>> START Material for the task

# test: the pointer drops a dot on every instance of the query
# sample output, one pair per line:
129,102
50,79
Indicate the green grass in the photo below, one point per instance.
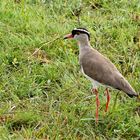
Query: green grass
53,100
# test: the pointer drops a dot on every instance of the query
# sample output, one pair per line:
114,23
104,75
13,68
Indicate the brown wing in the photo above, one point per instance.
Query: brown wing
99,68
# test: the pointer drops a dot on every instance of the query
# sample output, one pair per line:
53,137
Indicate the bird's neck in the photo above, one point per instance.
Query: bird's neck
83,45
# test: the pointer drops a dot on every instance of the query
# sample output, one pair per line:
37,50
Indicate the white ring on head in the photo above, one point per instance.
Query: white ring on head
82,30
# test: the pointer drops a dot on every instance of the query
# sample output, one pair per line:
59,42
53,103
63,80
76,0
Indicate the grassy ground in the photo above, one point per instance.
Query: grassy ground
43,95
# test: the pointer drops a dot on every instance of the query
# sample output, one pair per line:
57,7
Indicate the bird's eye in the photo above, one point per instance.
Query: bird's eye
78,33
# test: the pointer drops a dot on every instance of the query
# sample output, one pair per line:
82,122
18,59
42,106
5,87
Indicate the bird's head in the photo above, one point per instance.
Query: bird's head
79,34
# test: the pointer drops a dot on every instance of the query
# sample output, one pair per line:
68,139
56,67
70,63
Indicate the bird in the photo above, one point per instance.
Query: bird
98,68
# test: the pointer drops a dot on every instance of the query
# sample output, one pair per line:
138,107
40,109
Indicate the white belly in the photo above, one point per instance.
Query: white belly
94,82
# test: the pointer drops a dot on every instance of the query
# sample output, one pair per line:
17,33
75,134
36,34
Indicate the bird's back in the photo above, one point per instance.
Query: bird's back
101,69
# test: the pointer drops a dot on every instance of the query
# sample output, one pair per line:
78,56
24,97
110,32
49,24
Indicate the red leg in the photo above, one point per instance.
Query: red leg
108,100
97,104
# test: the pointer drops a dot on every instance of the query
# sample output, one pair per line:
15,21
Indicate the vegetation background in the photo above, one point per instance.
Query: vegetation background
43,94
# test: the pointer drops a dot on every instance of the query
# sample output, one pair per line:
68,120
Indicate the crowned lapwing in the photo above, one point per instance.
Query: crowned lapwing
98,69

>> END Material for the task

Task statement: Pick out every line in the recorded data above that contains the string "grassy" and copy it. Case counts.

Finished task:
Indicate the grassy ground in the photo above, one point per instance.
Query: grassy ground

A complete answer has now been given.